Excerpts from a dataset
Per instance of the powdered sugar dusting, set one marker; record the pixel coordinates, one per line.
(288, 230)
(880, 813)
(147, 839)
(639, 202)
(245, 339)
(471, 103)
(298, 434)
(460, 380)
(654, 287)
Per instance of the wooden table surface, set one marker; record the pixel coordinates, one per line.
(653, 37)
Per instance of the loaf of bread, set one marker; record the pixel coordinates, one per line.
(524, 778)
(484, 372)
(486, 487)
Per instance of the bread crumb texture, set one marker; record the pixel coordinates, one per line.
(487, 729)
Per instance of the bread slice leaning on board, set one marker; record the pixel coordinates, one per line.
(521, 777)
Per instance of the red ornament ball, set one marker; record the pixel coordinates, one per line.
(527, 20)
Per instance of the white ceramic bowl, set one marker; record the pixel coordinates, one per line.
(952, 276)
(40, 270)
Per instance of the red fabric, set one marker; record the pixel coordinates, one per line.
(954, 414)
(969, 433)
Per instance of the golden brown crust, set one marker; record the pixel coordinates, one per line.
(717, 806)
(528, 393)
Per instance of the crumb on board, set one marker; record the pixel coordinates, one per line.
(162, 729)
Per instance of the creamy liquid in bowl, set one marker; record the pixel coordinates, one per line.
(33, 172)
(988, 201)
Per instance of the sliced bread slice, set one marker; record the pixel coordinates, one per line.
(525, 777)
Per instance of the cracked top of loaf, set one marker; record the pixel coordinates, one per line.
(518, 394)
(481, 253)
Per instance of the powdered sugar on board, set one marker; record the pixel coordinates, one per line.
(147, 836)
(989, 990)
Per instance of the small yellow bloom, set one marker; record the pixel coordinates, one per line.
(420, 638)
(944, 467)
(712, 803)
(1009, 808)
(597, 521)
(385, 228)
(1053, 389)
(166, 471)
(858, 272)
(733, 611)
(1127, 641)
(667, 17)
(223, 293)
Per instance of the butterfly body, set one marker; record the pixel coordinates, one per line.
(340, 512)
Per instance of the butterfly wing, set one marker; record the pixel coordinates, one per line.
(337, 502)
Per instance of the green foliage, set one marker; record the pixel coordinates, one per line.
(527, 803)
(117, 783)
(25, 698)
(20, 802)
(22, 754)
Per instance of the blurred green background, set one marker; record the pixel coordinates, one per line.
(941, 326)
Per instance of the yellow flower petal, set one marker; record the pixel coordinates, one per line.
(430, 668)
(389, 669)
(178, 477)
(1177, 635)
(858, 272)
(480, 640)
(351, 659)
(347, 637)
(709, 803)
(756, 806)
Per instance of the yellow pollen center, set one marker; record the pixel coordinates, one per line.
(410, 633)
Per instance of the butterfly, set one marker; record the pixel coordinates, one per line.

_Task details:_
Give every entry once more, exactly as it reads.

_Response for this exercise:_
Per instance of the powdered sugar dusting, set one marker; record the pixel coordinates, one per line.
(288, 230)
(880, 813)
(147, 839)
(639, 202)
(245, 339)
(471, 103)
(298, 434)
(460, 380)
(654, 287)
Per instance of the wooden table surface, set one marker; record the pixel coordinates, one per line.
(653, 37)
Per instance of the loaf of bread, set one marker; record the pixel coordinates, one per line.
(524, 778)
(484, 372)
(486, 487)
Per instance of the bread crumb texture, set one marker; record the pixel coordinates, one per line.
(487, 729)
Per instance of the bread slice leaning on board, set one marker; record the pixel coordinates, one per line.
(521, 777)
Per instance of the red ornament ball, set one marker; record the pixel coordinates, one per line.
(527, 20)
Per instance of the white ceramic bowl, set one marker; record the pixel coordinates, one per line.
(952, 276)
(40, 270)
Per instance of the red fabric, set one marker; record the pixel coordinates, one per line.
(954, 414)
(969, 433)
Per instance of the golden brown crust, set one marker; record the pixel coordinates, one per line.
(717, 806)
(528, 393)
Per instance of the crumb on board, set one marker; record the pixel coordinates, one per line.
(162, 729)
Per instance of the creamy liquid in bowl, set one marker; record the pixel coordinates, one per line.
(33, 172)
(988, 201)
Per instance of the sliced bread slice, set one marker; record the pixel coordinates, one per line.
(525, 777)
Per instance of the cracked top of loaf, set one marker; record the pixel coordinates, one per line.
(518, 394)
(481, 253)
Per instance of the powdered sugar on board, set one marker; record the pixel coordinates, one per line.
(147, 836)
(989, 990)
Per instance of the small yellow bloom, set one marker; record the pixel coordinates, one per line.
(420, 638)
(944, 467)
(712, 803)
(1009, 808)
(597, 521)
(385, 228)
(1053, 389)
(166, 471)
(858, 272)
(733, 611)
(1127, 641)
(667, 17)
(223, 293)
Per instance of the butterfly body, set one marker; record the pixel coordinates, one per line.
(340, 512)
Per instance of the butterfly wing, set one marker; record the pixel coordinates, one per line.
(337, 502)
Per instance of the green foliage, set one marker; record the pixel coordinates, one per line.
(527, 803)
(117, 783)
(25, 698)
(20, 802)
(22, 754)
Per instance of the blurred green background, set one marker; record the pixel coordinates, one per line.
(941, 326)
Per instance of the yellow flower petal, set one marker; record the pixel coordinates, one per line.
(430, 668)
(389, 669)
(178, 477)
(1177, 635)
(858, 272)
(480, 640)
(351, 659)
(347, 637)
(709, 803)
(756, 806)
Per instance of the yellow pollen center, set one marker; record the pixel coordinates, one per line.
(410, 633)
Per instance of the butterfly, set one marker; record the pixel coordinates, one per line.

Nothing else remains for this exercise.